======== Texto selecionado

Logo que cheguei em Balneário Camboriú aconteceu um encontro de escritores
promovido pelo Colégio Margirus. Vieram colegas de ofício de Florianópolis,
Joinville, Blumenau, Jaraguá do Sul e Itajaí, entre eles o crítico Celestino
Sachet, o romancista Adolfo Boos Jr. e o poeta Lindolf Bell. Iniciando o evento,
- não sei o motivo, - fui escolhido para falar em nome da cidade, saudando os
visitantes. No final, depois de tudo encerrado, fui entrevistado por uma
jornalista ativa e hábil. Tratava-se de uma galega com ar esportivo e cabelos
esvoaçantes, segura nas perguntas e ligeira de raciocínio.
Dias depois, fui visitado por uma senhora argentina, muito simpática, que
angariava assinaturas para o jornal “Página 3.” Ela me confidenciou então que a
galega em questão era nada mais nada menos que a dona do jornal – Marlise. A
informação acendeu uma luzinha na minha cabeça: Quem sabe ela aceitaria alguma
colaboração minha? Pelo sim pelo não, armei a cara, apanhei alguns originais de
contos, crônicas e artigos e fui à redação. Na pior das hipóteses levaria um
carão. Mas isso não aconteceu, ela me recebeu muito bem e meus trabalhos
começaram a aparecer nas páginas do jornal.
Numa das visitas à redação, no entanto, algo de novo aconteceu. Sentado num
canto, diante de um computador, avistei alguém que eu desconhecia. Barbudo e
cabeludo, ele me pareceu hirsuto, cerdoso, peludo, com as faces e a cabeça
aureoladas por bastos fios que indicavam ser renitentes à brilhantina, ao gumex
e à glostora (*), quiçá impenetráveis até mesmo ao pente e à escova. Por
associação, veio-me à memória o panorama da caatinga nordestina com seus
mandacarus, xique-xiques, palmas e juás espinhentos. Eu o observei, ressabiado e
de longe, enquanto dois olhos muito vivos me fuzilavam através daquela floresta
capilosa e densa.
Não tive coragem e perguntar de quem se tratava.

================
======== Dados fornecidos

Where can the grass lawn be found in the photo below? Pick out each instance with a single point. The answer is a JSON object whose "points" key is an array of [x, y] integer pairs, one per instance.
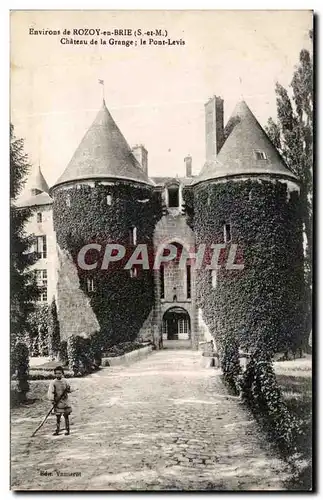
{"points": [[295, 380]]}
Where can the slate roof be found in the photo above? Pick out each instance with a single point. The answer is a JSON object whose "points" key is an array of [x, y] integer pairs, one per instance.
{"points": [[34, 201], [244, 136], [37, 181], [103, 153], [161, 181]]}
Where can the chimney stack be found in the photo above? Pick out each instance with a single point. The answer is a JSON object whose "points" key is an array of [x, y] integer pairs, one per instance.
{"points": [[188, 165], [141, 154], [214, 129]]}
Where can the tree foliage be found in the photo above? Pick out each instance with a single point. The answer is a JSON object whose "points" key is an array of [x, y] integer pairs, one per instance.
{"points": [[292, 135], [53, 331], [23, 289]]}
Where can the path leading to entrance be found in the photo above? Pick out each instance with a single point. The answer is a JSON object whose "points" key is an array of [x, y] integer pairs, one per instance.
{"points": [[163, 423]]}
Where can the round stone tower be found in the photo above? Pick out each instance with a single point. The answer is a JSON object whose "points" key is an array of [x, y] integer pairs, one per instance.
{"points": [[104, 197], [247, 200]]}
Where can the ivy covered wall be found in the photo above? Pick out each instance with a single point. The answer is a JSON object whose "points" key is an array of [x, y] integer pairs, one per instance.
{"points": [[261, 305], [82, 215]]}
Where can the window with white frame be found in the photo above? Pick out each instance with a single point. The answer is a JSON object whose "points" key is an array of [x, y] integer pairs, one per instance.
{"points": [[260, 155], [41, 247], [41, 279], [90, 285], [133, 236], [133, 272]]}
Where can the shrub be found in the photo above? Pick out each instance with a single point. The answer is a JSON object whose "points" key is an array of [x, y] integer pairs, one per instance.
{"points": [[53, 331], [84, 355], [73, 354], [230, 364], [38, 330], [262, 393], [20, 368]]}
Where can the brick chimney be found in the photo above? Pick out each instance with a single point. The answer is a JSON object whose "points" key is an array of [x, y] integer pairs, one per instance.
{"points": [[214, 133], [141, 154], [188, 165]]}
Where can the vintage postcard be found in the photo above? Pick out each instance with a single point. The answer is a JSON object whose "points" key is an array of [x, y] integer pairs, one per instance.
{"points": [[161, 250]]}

================
======== Dados fornecidos

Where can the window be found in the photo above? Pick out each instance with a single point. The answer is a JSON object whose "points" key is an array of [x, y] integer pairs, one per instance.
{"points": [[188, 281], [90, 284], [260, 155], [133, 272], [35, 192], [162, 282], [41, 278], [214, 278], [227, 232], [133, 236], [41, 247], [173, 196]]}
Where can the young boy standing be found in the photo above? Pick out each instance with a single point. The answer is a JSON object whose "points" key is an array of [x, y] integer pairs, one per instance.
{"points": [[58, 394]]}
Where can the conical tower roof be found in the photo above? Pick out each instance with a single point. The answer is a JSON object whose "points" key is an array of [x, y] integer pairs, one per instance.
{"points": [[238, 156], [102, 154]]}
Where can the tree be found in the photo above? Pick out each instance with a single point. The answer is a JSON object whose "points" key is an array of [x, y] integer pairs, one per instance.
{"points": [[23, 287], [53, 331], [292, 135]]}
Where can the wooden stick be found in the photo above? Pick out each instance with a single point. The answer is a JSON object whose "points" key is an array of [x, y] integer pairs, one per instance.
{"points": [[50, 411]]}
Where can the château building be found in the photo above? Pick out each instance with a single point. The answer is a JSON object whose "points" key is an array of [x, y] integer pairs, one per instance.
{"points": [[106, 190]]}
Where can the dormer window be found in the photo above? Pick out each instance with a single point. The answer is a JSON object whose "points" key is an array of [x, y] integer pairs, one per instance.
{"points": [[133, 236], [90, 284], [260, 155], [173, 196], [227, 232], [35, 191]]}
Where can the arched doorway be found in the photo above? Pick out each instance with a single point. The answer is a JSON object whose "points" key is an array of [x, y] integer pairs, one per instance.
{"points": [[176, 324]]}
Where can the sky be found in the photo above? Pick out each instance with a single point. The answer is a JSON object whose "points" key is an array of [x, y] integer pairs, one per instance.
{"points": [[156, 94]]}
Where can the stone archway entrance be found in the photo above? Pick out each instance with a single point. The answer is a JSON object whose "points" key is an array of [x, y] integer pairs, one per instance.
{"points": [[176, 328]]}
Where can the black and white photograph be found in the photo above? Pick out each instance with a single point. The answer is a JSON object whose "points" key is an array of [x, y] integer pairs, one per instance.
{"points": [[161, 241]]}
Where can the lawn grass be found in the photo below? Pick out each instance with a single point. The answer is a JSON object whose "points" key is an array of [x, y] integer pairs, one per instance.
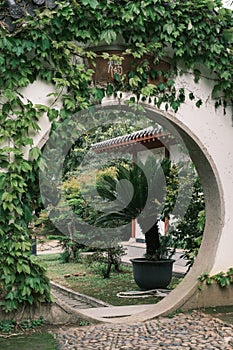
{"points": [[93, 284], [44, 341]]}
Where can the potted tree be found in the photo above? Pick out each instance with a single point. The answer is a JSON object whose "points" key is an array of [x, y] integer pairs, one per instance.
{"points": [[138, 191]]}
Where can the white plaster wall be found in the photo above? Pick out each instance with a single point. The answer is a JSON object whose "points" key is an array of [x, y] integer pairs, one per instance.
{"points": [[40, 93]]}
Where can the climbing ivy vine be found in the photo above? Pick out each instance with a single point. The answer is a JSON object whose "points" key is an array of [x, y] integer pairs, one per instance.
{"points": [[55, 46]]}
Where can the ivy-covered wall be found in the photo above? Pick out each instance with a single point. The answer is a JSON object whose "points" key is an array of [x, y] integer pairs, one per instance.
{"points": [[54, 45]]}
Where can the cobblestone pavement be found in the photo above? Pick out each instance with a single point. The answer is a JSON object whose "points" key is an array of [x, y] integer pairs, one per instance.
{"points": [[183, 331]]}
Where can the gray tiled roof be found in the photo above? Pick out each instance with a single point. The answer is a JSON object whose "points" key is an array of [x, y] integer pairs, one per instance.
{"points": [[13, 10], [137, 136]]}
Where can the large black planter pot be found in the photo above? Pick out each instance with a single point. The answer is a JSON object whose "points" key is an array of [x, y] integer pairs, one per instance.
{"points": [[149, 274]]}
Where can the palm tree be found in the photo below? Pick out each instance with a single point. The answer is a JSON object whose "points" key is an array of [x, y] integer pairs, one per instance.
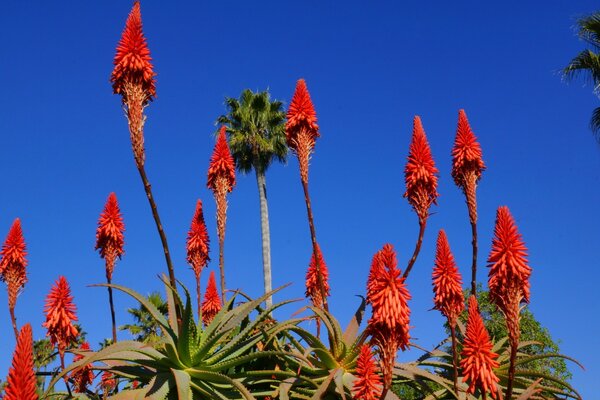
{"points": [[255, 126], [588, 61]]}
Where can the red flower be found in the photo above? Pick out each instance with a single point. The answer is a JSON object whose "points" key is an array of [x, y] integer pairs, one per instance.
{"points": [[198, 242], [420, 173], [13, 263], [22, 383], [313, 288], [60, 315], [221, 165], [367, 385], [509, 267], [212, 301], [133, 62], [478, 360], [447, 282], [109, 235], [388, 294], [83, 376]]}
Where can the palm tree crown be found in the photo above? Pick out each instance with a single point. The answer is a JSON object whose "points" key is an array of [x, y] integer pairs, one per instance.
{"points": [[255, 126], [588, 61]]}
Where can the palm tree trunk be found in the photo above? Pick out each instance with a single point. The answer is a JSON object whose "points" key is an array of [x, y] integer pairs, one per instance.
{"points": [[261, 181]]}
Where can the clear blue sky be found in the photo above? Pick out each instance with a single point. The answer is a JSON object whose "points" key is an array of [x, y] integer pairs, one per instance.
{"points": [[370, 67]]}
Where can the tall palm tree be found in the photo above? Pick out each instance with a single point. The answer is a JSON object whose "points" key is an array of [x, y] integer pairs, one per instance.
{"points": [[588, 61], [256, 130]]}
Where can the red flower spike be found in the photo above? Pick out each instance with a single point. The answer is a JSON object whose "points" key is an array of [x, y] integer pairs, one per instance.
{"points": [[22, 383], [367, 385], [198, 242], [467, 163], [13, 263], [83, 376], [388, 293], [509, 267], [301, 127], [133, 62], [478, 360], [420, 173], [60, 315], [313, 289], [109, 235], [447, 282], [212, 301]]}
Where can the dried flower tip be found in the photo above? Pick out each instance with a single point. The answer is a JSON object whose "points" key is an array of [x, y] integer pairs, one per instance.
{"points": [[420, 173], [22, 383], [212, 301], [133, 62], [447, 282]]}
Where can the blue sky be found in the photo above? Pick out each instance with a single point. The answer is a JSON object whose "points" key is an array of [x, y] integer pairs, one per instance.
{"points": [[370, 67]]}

================

● Trabalho solicitado
- a) Reproduza fielmente o trecho do relato sobre a chegada a Balneário Camboriú que vai de "Numa das visitas" a "quem se tratava.".
- b) Dê continuidade ao relato sobre a chegada a Balneário Camboriú a partir da última frase apresentada.

● Conjunto de respostas
- a)
Numa das visitas à redação, no entanto, algo de novo aconteceu. Sentado num
canto, diante de um computador, avistei alguém que eu desconhecia. Barbudo e
cabeludo, ele me pareceu hirsuto, cerdoso, peludo, com as faces e a cabeça
aureoladas por bastos fios que indicavam ser renitentes à brilhantina, ao gumex
e à glostora (*), quiçá impenetráveis até mesmo ao pente e à escova. Por
associação, veio-me à memória o panorama da caatinga nordestina com seus
mandacarus, xique-xiques, palmas e juás espinhentos. Eu o observei, ressabiado e
de longe, enquanto dois olhos muito vivos me fuzilavam através daquela floresta
capilosa e densa.
Não tive coragem e perguntar de quem se tratava.

- b)
Voltando para casa, caminhando em silêncio pela urbe, fui trocando ideias com
meus inocentes botões. Seria o enigmático personagem um sujeito casmurro, mal
humorado, ou lá estaria para afugentar os chatos que costumam perturbar a boa
paz das redações? Ruminei, ruminei, aventei outras tantas hipóteses. Poderia ser
adepto das amarguras do tipo jiló, berinjela crua ou chá de aloés... Apreciador
de pratos apimentados, ardidos ou azedos, talvez. Tudo parecia possível, mas não
cheguei a conclusão alguma.
Nas visitas seguintes, mais ressabiado ainda, já entrei olhando para o canto
onde se entrincheirava o barbaças. Para minha surpresa, no entanto, ele se
apresentou como o outro dono do jornal e conversamos bastante; Não tardou muito
para que me convidassem a assinar uma coluna, coisa que estou fazendo há 17
anos. Do meio daquela chusma inóspita de pelos rebeldes saía uma voz ainda jovem
que revelava uma pessoa bem informada e boa de papo. Nem preciso dizer que se
tratava de Waldemar, esse jornalista valente e combativo que todos conhecem e
cujo nome mais e mais se alastra. Desde então ele já vinha colocando o dedo na
moleira para desconforto de alguns e satisfação de muitos.
No correr de quase duas décadas, a pelagem se tornou algo grisalha, as cãs
branquearam as costeletas, os cabelos hirsutos rarearam, ainda que prossigam na
velha e indomável rebeldia. Tornamo-nos amigos, embora sem a convivência que
seria desejável, e aprendi a respeitá-lo como o profissional que é. No entanto,
mesmo que eu não seja dos melhores inimigos, não gostaria, de forma alguma, de
tê-lo entre meus desafetos!
(*) Antigos produtos para assentar cabelos rebeldes.
Nota: Marlise e Waldemar Cezar, jornalistas, são os proprietários
do “Página 3”, o mais lido e influente jornal do Litoral Norte catarinense.
(10 de maio/2013)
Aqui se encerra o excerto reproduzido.